━━━━━ Quoted passage ━━━━━

Without --init-schema
, the script fails with the following error message.
MetaException(message:Version information not found in metastore.)
When restarting Metastore,
do not use --init-schema
option in order to reuse existing Hive databases.
For example, the user can kill Metastore and restart it as follows.
hive/metastore-service.sh stop --tpcds
hive/metastore-service.sh start --tpcds
Running HiveServer2
Run HiveServer2 using --tpcds
option.
Do not use LocalProcess mode for MR3 DAGAppMaster (with --amprocess
option)
which is not supported in a secure Hadoop cluster.
hive/hiveserver2-service.sh start --tpcds
Create a new directory hive/run-beeline-result
and set its permission to 777
so that any user can execute Beeline from the current working directory.
mkdir -p hive/run-beeline-result
chmod 777 hive/run-beeline-result
Download a sample dataset which will be accessed by another user.
wget https://github.com/mr3project/mr3/releases/download/v2.0/pokemon.csv
Running Beeline
The user may use any client program (not necessarily Beeline included in the MR3 release) to connect to HiveServer2. In our example, we run Beeline included in the MR3 release.
We run Beeline as another user gla
to send queries to HiveServer2.
Login as user gla
and change the working directory.
cd /home/hive/mr3/hadoop
Make sure that user gla
cannot read the keytab files.
cat /etc/security/keytabs/hive.service.keytab
cat: /etc/security/keytabs/hive.service.keytab: Permission denied
cat /home/hive/hive.keytab
cat: /home/hive/hive.keytab: Permission denied
Acquire a Kerberos ticket for user gla
(either by executing kinit
or reading a Kerberos keytab file).
klist
Ticket cache: FILE:/tmp/krb5cc_1001
Default principal: gla@NAVY
Valid starting Expires Service principal
03/09/2025 02:43:51 03/10/2025 02:43:51 krbtgt/NAVY@NAVY
The user may use any client program to connect to HiveServer2. In our example, we run Beeline included in the MR3 release.
Run Beeline.
hive/run-beeline.sh
Use the default database.

━━━━━ Provided data ━━━━━

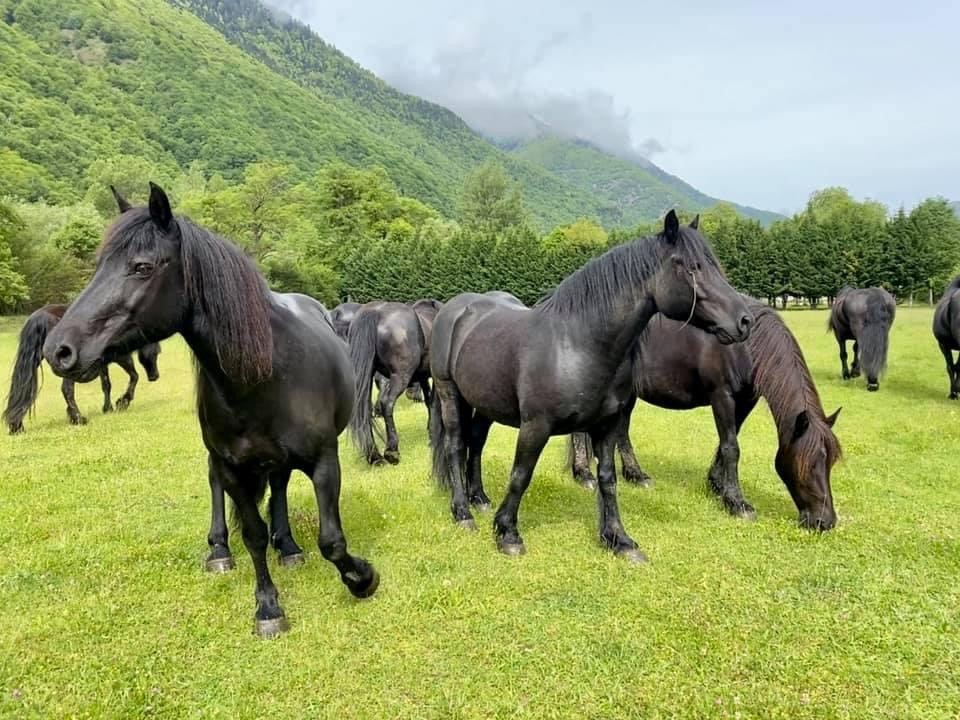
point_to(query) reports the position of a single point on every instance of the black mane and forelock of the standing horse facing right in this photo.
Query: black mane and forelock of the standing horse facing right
(598, 285)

━━━━━

Problem requirements:
Carry on the Hive and Beeline setup walkthrough from the point where it stops.

Answer box:
0: jdbc:hive2://navy0:9842/> use default;
Create a table called pokemon
.
0: jdbc:hive2://navy0:9842/> CREATE TABLE pokemon (Number Int,Name String,Type1 String,Type2 String,Total Int,HP Int,Attack Int,Defense Int,Sp_Atk Int,Sp_Def Int,Speed Int) row format delimited fields terminated BY ',' lines terminated BY '\n' tblproperties("skip.header.line.count"="1");
Import the sample dataset.
0: jdbc:hive2://navy0:9842/> load data local inpath './pokemon.csv' INTO table pokemon;
Execute queries.
0: jdbc:hive2://navy0:9842/> select avg(HP) from pokemon;
0: jdbc:hive2://navy0:9842/> create table pokemon1 as select *, IF(HP>160.0,'strong',IF(HP>140.0,'moderate','weak')) AS power_rate from pokemon;
0: jdbc:hive2://navy0:9842/> select COUNT(name), power_rate from pokemon1 group by power_rate;
Exit Beeline.
The warehouse directory on HDFS has now two sub-directories corresponding to the two Hive tables created above.
Note that the sub-directories are owned by user hive
, not user gla
, because impersonation is disabled.
hdfs dfs -ls /user/hive/warehouse
Found 2 items
drwxr-xr-x - hive hadoop 0 2025-03-09 03:29 /user/hive/warehouse/pokemon
drwxr-xr-x - hive hadoop 0 2025-03-09 03:30 /user/hive/warehouse/pokemon1
Stopping HiveServer2 and Metastore
Stop HiveServer2 as user hive
.
hive/hiveserver2-service.sh stop --tpcds
Stop Metastore as user hive
.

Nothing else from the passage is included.